--- begin STORED RECORDS ---

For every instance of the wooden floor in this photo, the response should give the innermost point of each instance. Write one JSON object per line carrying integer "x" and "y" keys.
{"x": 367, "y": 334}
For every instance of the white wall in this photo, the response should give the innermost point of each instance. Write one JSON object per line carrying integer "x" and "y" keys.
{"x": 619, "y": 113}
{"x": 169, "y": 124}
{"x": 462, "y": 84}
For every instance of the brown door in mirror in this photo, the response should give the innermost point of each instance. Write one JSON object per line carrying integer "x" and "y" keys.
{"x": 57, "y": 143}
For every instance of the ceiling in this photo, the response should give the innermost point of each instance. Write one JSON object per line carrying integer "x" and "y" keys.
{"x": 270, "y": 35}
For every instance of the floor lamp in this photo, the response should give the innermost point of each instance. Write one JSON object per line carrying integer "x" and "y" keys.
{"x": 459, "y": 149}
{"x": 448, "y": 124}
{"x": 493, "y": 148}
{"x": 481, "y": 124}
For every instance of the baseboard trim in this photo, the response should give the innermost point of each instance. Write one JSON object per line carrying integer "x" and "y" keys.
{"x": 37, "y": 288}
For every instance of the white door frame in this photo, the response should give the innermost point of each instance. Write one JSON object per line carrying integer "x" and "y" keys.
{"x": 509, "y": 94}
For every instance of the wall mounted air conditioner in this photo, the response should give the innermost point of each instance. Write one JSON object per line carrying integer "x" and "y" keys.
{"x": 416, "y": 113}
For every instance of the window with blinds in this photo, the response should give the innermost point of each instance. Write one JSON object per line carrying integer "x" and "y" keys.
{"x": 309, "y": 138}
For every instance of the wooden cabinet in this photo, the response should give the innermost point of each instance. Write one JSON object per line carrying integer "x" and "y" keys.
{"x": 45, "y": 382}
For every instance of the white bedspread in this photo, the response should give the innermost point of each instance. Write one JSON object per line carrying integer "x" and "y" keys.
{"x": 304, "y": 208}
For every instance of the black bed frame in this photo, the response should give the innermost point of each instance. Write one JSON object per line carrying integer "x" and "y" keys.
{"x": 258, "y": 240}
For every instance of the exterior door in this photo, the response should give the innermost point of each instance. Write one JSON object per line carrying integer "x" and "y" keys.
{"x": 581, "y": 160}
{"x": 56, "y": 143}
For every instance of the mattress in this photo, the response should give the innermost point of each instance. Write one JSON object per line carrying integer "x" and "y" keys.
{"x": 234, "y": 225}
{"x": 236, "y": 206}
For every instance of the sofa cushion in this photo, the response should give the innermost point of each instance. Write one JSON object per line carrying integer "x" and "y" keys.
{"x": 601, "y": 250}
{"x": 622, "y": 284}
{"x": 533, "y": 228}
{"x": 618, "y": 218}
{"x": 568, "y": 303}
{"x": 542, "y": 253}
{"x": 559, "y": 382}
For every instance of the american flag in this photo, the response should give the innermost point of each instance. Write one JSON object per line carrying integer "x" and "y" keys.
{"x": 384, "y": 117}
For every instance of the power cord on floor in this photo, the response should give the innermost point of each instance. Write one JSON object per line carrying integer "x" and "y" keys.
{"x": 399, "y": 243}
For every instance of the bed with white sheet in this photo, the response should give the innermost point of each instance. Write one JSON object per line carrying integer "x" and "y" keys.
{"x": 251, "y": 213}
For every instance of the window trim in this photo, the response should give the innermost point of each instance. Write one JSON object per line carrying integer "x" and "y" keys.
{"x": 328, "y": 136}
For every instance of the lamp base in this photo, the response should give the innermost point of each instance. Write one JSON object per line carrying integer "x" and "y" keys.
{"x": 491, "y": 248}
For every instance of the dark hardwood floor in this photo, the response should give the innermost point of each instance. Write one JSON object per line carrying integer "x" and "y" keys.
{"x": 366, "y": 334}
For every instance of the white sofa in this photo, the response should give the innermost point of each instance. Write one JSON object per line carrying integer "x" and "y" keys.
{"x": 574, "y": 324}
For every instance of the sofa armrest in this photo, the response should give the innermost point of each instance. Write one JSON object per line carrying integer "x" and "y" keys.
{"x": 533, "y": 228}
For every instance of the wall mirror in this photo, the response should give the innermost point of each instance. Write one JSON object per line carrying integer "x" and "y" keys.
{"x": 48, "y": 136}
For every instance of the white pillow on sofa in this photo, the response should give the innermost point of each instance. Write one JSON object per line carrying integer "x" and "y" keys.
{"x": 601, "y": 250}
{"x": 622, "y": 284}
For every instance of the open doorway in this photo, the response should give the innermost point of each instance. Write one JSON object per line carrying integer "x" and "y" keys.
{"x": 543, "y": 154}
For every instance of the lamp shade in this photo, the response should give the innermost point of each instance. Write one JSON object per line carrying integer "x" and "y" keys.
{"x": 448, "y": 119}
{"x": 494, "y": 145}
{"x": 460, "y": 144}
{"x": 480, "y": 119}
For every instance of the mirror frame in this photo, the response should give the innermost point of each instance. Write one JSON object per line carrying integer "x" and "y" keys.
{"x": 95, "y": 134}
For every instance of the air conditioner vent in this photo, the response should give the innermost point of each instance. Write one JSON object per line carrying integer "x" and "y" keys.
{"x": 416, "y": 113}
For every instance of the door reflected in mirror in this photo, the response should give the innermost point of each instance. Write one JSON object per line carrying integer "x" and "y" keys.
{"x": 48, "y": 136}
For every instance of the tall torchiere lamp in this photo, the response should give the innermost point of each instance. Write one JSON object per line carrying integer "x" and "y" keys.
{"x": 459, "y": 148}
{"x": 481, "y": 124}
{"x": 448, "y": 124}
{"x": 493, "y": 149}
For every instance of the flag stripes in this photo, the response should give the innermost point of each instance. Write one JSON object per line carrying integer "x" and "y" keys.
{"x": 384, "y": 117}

--- end STORED RECORDS ---
--- begin STORED RECORDS ---

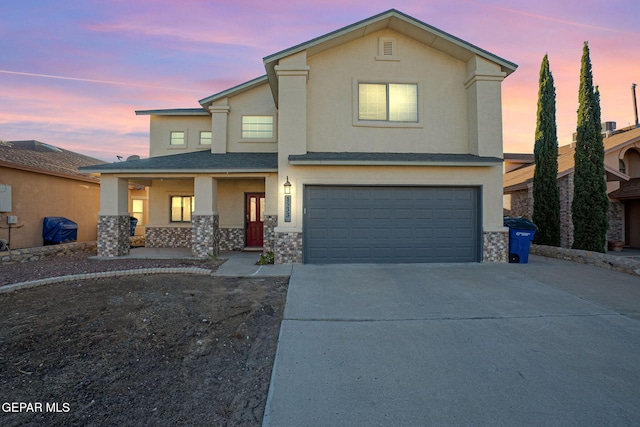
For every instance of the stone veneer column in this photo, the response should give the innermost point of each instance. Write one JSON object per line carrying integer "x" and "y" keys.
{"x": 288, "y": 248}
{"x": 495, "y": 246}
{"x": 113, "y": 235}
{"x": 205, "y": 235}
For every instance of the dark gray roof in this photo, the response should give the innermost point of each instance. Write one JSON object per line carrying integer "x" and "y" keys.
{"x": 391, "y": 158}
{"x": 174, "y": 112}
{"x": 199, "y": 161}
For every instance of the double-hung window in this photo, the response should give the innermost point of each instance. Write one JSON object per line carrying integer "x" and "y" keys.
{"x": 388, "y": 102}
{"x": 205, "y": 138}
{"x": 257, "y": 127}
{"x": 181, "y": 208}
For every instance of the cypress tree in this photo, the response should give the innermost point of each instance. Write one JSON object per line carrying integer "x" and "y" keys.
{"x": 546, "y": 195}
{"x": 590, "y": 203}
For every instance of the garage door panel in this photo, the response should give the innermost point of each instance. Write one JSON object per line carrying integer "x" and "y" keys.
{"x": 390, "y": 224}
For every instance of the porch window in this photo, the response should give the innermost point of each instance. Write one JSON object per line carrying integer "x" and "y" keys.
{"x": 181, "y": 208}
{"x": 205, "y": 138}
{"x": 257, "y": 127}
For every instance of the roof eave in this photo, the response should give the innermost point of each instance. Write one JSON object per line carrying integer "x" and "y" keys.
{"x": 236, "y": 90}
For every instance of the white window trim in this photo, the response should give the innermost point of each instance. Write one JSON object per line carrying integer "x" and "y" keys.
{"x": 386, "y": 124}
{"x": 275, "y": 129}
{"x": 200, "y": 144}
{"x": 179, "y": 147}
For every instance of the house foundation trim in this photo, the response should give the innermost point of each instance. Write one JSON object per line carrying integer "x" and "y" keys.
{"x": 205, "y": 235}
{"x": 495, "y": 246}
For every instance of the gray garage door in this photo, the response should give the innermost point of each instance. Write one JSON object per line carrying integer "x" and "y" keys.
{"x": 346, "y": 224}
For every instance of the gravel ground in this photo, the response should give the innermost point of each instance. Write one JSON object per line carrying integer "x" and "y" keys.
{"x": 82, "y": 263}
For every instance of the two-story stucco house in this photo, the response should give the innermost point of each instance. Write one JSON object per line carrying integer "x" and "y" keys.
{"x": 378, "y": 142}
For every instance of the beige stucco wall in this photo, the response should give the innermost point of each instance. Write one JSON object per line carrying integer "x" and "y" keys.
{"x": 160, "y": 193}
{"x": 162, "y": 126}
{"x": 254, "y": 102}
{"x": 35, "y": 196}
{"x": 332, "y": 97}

--- end STORED RECORDS ---

» REQUIREMENTS:
Pick out each line in the entries above that contains the word "window", and copy every such line in full.

» COMPLETE RESPONSE:
For every instance of the window with blinds in this photo, the response should give the innermost point of each instance. Write one JSON object per line carrying integer "x" and "y" keys.
For every instance of the window trim in this photo, the response should give the innermost point of each instance. Write one JSON object per line carrying integer "x" and "y" keys.
For every instance of the double-hung window in this photo, the response should give the innermost point of each instance. Write one JSON object per line carrying integer "x" and "y" keys.
For every instance of the porch window in this photo, the response should give the innermost point of each instance. Write one JSON object per line carrying integer "x" and "y" keys.
For every instance of the white window trim in this photo, the response should give the innermost point of each instance. Write one JSON object per line carrying integer "x" and "y" keys.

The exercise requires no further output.